==== Listed records

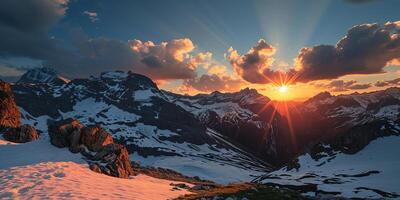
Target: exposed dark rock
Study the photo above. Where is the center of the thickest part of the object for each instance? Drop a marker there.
(114, 158)
(9, 113)
(65, 133)
(22, 134)
(95, 138)
(42, 75)
(95, 167)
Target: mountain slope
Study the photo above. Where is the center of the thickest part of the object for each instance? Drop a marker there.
(39, 170)
(42, 75)
(370, 173)
(246, 117)
(140, 116)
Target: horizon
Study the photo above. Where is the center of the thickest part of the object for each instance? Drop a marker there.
(200, 99)
(284, 57)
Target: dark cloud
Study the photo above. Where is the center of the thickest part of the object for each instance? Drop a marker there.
(167, 60)
(24, 26)
(359, 1)
(251, 66)
(211, 83)
(365, 49)
(341, 86)
(394, 82)
(92, 15)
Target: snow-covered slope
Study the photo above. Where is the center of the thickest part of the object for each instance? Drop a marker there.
(42, 75)
(42, 171)
(371, 173)
(139, 115)
(246, 117)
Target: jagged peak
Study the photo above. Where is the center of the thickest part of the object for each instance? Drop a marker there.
(320, 96)
(42, 75)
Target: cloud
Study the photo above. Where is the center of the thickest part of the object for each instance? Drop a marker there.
(24, 26)
(251, 66)
(92, 15)
(366, 49)
(212, 82)
(359, 1)
(163, 61)
(342, 86)
(394, 82)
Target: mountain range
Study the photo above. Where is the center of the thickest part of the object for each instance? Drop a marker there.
(232, 137)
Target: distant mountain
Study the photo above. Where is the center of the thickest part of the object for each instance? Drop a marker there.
(246, 117)
(42, 75)
(219, 136)
(155, 130)
(352, 146)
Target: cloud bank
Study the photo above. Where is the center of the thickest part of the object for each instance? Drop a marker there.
(365, 49)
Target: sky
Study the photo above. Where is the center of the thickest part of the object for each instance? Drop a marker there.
(199, 46)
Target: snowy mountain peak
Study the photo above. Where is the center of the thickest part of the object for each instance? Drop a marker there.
(42, 75)
(127, 79)
(114, 75)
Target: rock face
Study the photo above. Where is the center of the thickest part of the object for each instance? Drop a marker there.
(42, 75)
(95, 138)
(103, 156)
(66, 133)
(116, 159)
(22, 134)
(9, 113)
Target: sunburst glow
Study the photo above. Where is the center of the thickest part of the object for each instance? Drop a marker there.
(283, 88)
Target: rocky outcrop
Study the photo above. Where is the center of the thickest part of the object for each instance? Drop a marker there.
(66, 133)
(42, 75)
(22, 134)
(93, 142)
(95, 138)
(9, 113)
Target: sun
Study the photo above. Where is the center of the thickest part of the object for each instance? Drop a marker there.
(283, 88)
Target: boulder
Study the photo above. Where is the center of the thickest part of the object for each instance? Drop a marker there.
(110, 158)
(95, 167)
(116, 159)
(22, 134)
(66, 133)
(9, 113)
(95, 138)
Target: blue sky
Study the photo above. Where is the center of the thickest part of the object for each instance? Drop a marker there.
(80, 38)
(216, 25)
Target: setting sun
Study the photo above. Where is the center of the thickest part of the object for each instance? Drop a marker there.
(283, 88)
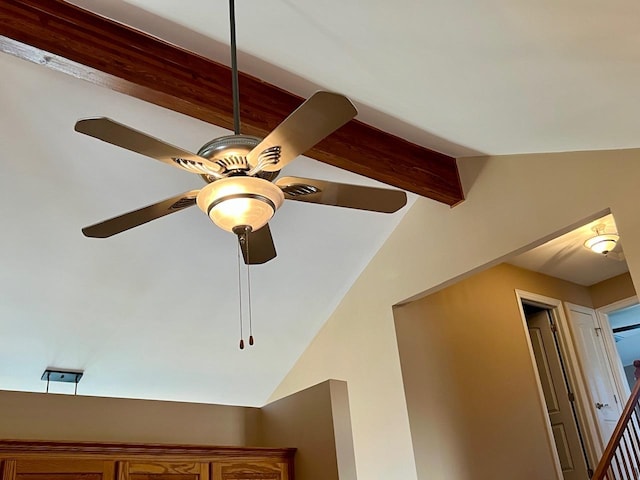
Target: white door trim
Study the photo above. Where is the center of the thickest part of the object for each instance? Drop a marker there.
(587, 422)
(619, 377)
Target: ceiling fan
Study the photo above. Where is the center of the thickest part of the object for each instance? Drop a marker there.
(241, 192)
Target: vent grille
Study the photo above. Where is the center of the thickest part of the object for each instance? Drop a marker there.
(233, 162)
(183, 203)
(300, 189)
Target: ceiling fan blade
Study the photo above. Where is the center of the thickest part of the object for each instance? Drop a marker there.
(259, 248)
(143, 215)
(322, 114)
(122, 136)
(342, 195)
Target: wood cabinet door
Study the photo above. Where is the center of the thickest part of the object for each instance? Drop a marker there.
(250, 471)
(57, 469)
(162, 470)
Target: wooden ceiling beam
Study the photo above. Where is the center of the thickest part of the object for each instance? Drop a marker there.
(85, 45)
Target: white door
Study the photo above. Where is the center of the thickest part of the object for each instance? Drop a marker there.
(596, 368)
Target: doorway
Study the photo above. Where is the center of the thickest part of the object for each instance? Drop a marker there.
(557, 391)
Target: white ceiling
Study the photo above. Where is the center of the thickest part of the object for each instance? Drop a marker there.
(567, 258)
(152, 313)
(498, 77)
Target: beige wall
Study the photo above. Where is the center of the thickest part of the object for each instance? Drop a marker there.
(469, 340)
(514, 202)
(40, 416)
(611, 290)
(308, 421)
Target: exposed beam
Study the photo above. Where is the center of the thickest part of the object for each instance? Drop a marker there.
(80, 43)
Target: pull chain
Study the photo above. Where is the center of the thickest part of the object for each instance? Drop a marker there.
(240, 297)
(249, 289)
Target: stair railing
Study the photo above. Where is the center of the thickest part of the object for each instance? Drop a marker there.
(621, 458)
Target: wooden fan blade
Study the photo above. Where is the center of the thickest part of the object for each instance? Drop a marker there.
(122, 136)
(322, 114)
(342, 195)
(138, 217)
(257, 247)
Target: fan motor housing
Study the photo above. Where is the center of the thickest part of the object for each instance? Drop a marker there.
(230, 152)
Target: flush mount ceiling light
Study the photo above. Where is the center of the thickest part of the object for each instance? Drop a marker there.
(602, 243)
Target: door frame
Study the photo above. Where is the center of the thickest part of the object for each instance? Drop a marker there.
(617, 368)
(586, 421)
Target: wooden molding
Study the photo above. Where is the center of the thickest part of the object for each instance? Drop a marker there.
(16, 448)
(85, 45)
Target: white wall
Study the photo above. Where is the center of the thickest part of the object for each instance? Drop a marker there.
(515, 202)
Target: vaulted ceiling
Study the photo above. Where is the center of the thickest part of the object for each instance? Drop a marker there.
(153, 313)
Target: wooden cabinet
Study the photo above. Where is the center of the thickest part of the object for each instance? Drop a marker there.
(56, 469)
(162, 470)
(244, 470)
(92, 461)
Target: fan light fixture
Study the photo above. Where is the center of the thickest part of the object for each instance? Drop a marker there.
(602, 243)
(240, 202)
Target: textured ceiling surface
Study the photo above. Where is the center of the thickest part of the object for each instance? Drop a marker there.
(153, 313)
(567, 258)
(496, 77)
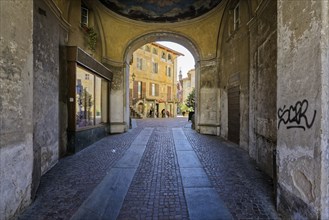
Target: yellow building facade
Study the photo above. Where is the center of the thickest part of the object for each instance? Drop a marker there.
(152, 85)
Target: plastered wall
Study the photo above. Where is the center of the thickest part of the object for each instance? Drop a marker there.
(301, 109)
(16, 106)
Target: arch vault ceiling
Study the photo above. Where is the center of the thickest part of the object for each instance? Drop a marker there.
(160, 11)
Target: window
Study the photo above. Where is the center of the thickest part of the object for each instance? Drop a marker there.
(155, 67)
(169, 93)
(147, 48)
(154, 89)
(236, 16)
(163, 56)
(84, 16)
(168, 71)
(91, 99)
(155, 51)
(140, 63)
(139, 90)
(169, 57)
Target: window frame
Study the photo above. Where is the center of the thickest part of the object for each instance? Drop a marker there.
(84, 17)
(236, 16)
(155, 67)
(92, 76)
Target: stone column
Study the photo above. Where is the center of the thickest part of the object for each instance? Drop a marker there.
(302, 109)
(207, 97)
(119, 96)
(16, 106)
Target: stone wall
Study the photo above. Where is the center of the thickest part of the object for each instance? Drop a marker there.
(49, 36)
(207, 98)
(263, 86)
(234, 57)
(302, 109)
(16, 106)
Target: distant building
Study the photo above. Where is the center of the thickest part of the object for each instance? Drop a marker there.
(153, 79)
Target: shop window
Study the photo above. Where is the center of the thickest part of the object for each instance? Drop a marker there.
(91, 99)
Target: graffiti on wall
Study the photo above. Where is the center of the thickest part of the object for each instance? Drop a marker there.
(296, 116)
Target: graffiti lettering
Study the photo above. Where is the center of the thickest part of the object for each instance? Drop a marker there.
(295, 116)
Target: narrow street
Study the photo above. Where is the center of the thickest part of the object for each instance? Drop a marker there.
(160, 169)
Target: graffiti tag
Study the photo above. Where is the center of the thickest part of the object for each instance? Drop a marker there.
(295, 116)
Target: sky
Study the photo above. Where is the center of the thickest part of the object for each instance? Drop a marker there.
(184, 63)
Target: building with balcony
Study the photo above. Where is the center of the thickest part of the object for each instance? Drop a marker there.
(152, 85)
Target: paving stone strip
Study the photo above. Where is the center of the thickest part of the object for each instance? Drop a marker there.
(107, 198)
(203, 201)
(246, 191)
(156, 191)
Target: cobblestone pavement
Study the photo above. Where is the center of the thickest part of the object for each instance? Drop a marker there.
(64, 188)
(156, 191)
(246, 191)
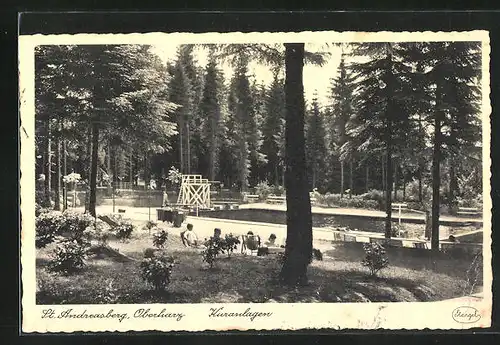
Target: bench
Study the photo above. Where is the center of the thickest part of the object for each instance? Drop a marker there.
(420, 245)
(469, 211)
(108, 221)
(251, 198)
(400, 207)
(276, 199)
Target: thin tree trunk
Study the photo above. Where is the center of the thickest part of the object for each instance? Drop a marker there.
(88, 168)
(351, 178)
(341, 179)
(395, 182)
(57, 180)
(388, 185)
(420, 186)
(436, 179)
(388, 141)
(65, 172)
(404, 186)
(367, 186)
(213, 154)
(298, 251)
(131, 168)
(453, 187)
(243, 165)
(181, 146)
(108, 160)
(188, 147)
(48, 166)
(93, 169)
(382, 161)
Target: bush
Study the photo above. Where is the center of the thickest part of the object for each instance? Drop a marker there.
(124, 228)
(229, 244)
(149, 252)
(75, 224)
(278, 190)
(263, 190)
(157, 271)
(355, 201)
(159, 238)
(317, 254)
(110, 293)
(68, 257)
(47, 227)
(149, 225)
(99, 231)
(375, 258)
(213, 247)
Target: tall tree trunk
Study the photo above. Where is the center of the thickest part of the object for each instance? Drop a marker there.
(131, 168)
(388, 184)
(341, 179)
(213, 154)
(388, 142)
(395, 182)
(367, 178)
(404, 186)
(314, 176)
(243, 165)
(108, 160)
(420, 185)
(436, 179)
(65, 172)
(453, 187)
(57, 180)
(276, 173)
(298, 251)
(48, 165)
(382, 169)
(93, 169)
(188, 146)
(181, 146)
(351, 178)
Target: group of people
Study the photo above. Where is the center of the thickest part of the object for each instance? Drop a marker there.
(190, 239)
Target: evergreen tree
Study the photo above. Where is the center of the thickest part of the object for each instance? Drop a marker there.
(315, 146)
(210, 109)
(342, 109)
(273, 130)
(382, 115)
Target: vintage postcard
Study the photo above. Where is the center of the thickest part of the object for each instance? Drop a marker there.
(255, 181)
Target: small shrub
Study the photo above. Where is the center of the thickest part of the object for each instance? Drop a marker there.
(375, 257)
(213, 247)
(263, 190)
(149, 225)
(157, 271)
(74, 225)
(99, 231)
(109, 294)
(149, 253)
(399, 230)
(124, 228)
(159, 238)
(317, 254)
(229, 244)
(278, 190)
(68, 257)
(47, 225)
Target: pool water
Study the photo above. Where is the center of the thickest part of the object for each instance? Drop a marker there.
(352, 222)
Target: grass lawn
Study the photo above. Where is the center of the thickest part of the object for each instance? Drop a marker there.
(340, 277)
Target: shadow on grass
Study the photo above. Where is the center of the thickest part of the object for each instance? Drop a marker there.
(247, 279)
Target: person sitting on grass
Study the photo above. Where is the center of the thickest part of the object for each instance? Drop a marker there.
(271, 242)
(217, 233)
(188, 237)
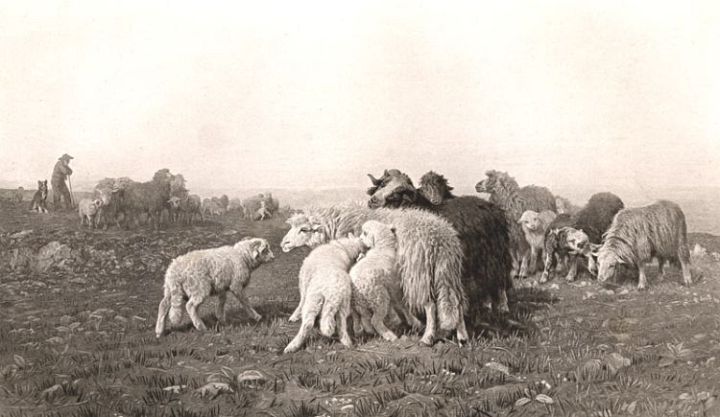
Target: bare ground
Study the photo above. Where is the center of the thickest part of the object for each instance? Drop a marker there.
(77, 340)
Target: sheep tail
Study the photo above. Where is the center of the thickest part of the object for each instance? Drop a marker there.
(449, 293)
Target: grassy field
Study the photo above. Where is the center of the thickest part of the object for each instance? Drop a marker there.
(77, 340)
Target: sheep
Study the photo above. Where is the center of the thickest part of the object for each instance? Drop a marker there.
(505, 192)
(637, 235)
(534, 225)
(481, 226)
(565, 206)
(202, 273)
(376, 287)
(252, 205)
(328, 290)
(429, 258)
(88, 210)
(212, 208)
(593, 220)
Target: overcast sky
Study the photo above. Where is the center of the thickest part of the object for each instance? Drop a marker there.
(314, 94)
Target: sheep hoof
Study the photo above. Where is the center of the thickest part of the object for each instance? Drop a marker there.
(426, 342)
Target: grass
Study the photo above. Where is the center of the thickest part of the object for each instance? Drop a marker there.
(80, 342)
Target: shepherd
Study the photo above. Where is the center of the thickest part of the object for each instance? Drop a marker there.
(60, 173)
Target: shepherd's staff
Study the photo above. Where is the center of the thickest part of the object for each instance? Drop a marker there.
(72, 197)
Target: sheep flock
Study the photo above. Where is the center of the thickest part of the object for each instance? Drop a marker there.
(420, 259)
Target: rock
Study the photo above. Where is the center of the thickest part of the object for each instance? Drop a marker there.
(252, 377)
(21, 234)
(213, 389)
(54, 253)
(495, 366)
(616, 361)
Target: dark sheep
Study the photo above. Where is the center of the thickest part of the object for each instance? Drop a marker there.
(593, 220)
(507, 194)
(637, 235)
(481, 226)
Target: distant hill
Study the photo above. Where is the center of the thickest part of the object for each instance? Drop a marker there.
(701, 204)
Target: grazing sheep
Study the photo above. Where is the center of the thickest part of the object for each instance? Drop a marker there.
(429, 257)
(506, 193)
(328, 290)
(212, 208)
(376, 286)
(202, 273)
(534, 225)
(88, 210)
(637, 235)
(481, 226)
(565, 206)
(593, 220)
(252, 205)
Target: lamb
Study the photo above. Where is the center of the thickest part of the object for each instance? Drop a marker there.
(201, 273)
(376, 286)
(637, 235)
(593, 220)
(88, 210)
(429, 258)
(505, 192)
(185, 209)
(328, 290)
(534, 225)
(481, 226)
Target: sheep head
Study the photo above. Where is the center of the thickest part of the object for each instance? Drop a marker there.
(393, 189)
(304, 231)
(435, 188)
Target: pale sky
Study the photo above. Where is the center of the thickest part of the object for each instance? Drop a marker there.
(317, 94)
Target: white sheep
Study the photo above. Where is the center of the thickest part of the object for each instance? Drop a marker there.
(201, 273)
(326, 290)
(534, 225)
(376, 284)
(89, 209)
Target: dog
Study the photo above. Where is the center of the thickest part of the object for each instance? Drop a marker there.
(39, 201)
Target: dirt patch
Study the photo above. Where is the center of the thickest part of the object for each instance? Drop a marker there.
(78, 340)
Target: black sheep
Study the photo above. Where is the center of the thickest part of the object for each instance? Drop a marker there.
(481, 225)
(593, 220)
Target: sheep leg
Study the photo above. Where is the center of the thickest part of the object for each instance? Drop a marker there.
(191, 307)
(310, 311)
(298, 311)
(357, 326)
(430, 323)
(163, 310)
(661, 268)
(461, 329)
(378, 318)
(341, 318)
(245, 304)
(685, 266)
(572, 268)
(502, 304)
(220, 309)
(523, 266)
(533, 260)
(550, 263)
(642, 279)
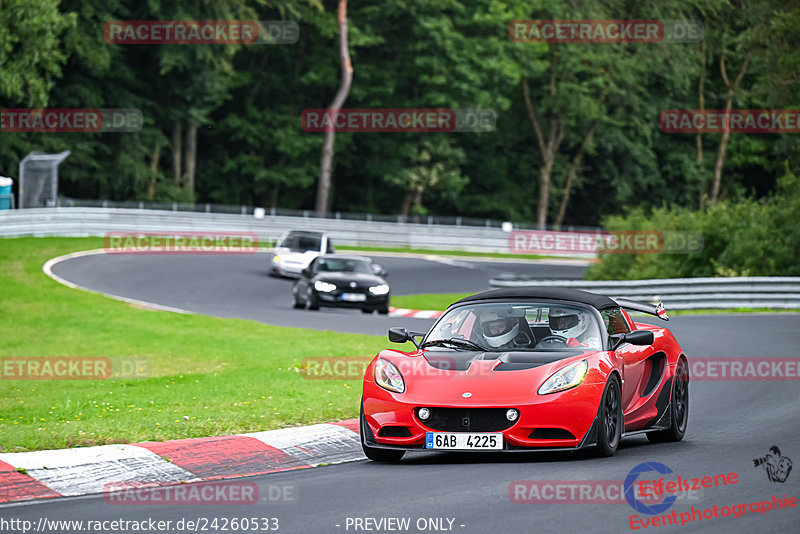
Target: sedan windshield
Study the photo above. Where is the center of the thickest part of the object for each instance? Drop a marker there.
(518, 326)
(301, 243)
(339, 265)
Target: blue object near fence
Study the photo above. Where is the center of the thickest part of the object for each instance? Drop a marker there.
(5, 193)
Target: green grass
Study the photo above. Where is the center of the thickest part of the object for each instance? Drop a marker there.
(207, 376)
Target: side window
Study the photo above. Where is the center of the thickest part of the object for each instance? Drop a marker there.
(615, 321)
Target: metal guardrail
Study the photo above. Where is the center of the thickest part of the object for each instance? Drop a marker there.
(776, 292)
(84, 222)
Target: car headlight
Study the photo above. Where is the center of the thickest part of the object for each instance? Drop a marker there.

========

Please give back exactly the lines from the first line of the records above through the line containing "Target: dark cloud", only those and both included, with the pictures removed.

(Reply)
Target: exposed dark rock
Study the photo above. Where is the center of the thickest part of the object for each instance? Drop a marker there.
(114, 158)
(9, 113)
(65, 133)
(22, 134)
(95, 138)
(42, 75)
(95, 167)
Target: mountain slope
Study the photo above. Where is the center of the thickest part of the object for each instance? Drop a marker there.
(39, 170)
(42, 75)
(370, 173)
(246, 117)
(140, 116)
Target: horizon
Study the photo above. Where is the center of the thickest part of the object for each instance? Drop a marker there.
(200, 99)
(284, 57)
Target: dark cloud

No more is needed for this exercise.